[Pointing records for named objects]
▼
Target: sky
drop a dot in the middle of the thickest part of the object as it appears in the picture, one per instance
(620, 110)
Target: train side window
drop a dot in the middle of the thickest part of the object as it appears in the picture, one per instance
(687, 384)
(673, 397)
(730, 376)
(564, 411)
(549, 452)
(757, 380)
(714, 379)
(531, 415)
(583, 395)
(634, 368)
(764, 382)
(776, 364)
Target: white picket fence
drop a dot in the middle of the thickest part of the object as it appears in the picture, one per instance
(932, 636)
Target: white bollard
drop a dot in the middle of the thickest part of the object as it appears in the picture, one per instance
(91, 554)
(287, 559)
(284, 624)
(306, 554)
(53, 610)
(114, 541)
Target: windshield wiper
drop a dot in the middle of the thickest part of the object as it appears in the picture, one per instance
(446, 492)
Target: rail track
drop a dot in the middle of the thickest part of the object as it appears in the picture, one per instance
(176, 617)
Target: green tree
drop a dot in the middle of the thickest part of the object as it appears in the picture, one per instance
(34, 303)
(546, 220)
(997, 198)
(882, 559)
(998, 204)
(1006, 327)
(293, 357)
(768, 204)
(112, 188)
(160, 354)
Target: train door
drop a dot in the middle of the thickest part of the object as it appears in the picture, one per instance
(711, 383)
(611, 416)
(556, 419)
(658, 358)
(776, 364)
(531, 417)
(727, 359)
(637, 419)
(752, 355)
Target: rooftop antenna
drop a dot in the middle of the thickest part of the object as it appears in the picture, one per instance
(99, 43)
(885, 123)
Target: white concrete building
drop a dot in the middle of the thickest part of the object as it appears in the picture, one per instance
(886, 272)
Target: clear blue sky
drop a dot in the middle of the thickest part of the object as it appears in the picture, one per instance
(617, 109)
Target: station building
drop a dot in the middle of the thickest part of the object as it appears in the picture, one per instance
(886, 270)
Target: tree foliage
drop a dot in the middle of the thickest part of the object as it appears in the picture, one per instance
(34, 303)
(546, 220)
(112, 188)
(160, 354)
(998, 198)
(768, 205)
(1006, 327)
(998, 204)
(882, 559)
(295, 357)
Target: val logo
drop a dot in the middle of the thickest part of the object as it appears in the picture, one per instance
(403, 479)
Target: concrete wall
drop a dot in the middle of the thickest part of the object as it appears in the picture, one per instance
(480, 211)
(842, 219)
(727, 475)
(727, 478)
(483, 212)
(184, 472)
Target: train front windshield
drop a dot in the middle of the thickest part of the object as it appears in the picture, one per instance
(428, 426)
▲
◆ Task description ◆
Put every line of the records above into a JSON list of strings, with one string per line and any blank lines left out.

◆ Solution to the problem ◆
[
  "Target: sky",
  "drop a dot in the middle of the thickest part of the object as it appears in the picture, one per instance",
  "(620, 110)",
  "Target: train side window",
  "drop a dot in the middle of the thickest part of the object as it appears in the picture, one per instance",
  "(687, 384)",
  "(673, 397)",
  "(730, 376)",
  "(564, 411)",
  "(549, 452)",
  "(757, 380)",
  "(714, 379)",
  "(531, 415)",
  "(583, 395)",
  "(634, 368)",
  "(764, 382)",
  "(776, 364)",
  "Target: white picket fence",
  "drop a dot in the middle of the thickest part of the object as it appears in the picture, one per instance",
  "(932, 636)",
  "Target: white bollard",
  "drop a dot in the middle of the thickest part of the object as it appears in the picture, one per instance",
  "(91, 554)",
  "(287, 559)",
  "(284, 624)",
  "(306, 554)",
  "(53, 610)",
  "(114, 541)",
  "Target: windshield wiper",
  "drop a dot in the middle of the thickest part of the object as it appears in the picture, one per instance",
  "(446, 492)",
  "Target: rail track",
  "drop a dot in the middle of the thickest part of the object as it appears in the picture, one per instance",
  "(176, 617)",
  "Target: green tree",
  "drop a dot in the middle of the thickest part of the object as it appears in the picture, one per instance",
  "(34, 303)",
  "(546, 220)",
  "(997, 198)",
  "(882, 559)",
  "(998, 204)",
  "(1006, 327)",
  "(293, 357)",
  "(768, 204)",
  "(112, 188)",
  "(160, 354)",
  "Target: train door",
  "drop a dot in the middle of the thickest part of the object as it appears in the picture, one per instance",
  "(711, 383)",
  "(611, 416)",
  "(556, 419)",
  "(658, 358)",
  "(776, 364)",
  "(531, 417)",
  "(727, 359)",
  "(637, 419)",
  "(752, 355)",
  "Target: rooftop antenna",
  "drop a dot in the middle of the thickest part of the object as it appears in the picture, one per instance",
  "(99, 43)",
  "(885, 123)",
  "Target: white concrete building",
  "drop a dot in the middle of the thickest part of the object as it appears in the picture, one per instance",
  "(886, 272)",
  "Target: clear blue sky",
  "drop a dot in the middle of the thickest part of the object as it appears in the picture, one per instance",
  "(617, 109)",
  "Target: station building",
  "drop a dot in the middle of the thickest part of the object as it appears in the picture, one per instance",
  "(886, 270)",
  "Target: tree foliage",
  "drop a dot in the middle of the thickest part of the object as it appears in the picture, one per instance",
  "(34, 303)",
  "(546, 220)",
  "(112, 188)",
  "(160, 354)",
  "(998, 198)",
  "(768, 205)",
  "(1006, 327)",
  "(998, 204)",
  "(882, 559)",
  "(295, 357)",
  "Target: val logo",
  "drop a dot in the middle of the thickest part of the object as it appears in the picture, one per instance",
  "(403, 479)",
  "Target: concrete wall",
  "drop a dot in the middle of the thickest part of the object as it appears in the picture, one per instance",
  "(480, 211)",
  "(842, 219)",
  "(727, 475)",
  "(727, 478)",
  "(483, 212)",
  "(184, 472)",
  "Target: train front windshield",
  "drop a dot in the middle of the thickest part of the object as it appears in the picture, one per instance",
  "(428, 426)"
]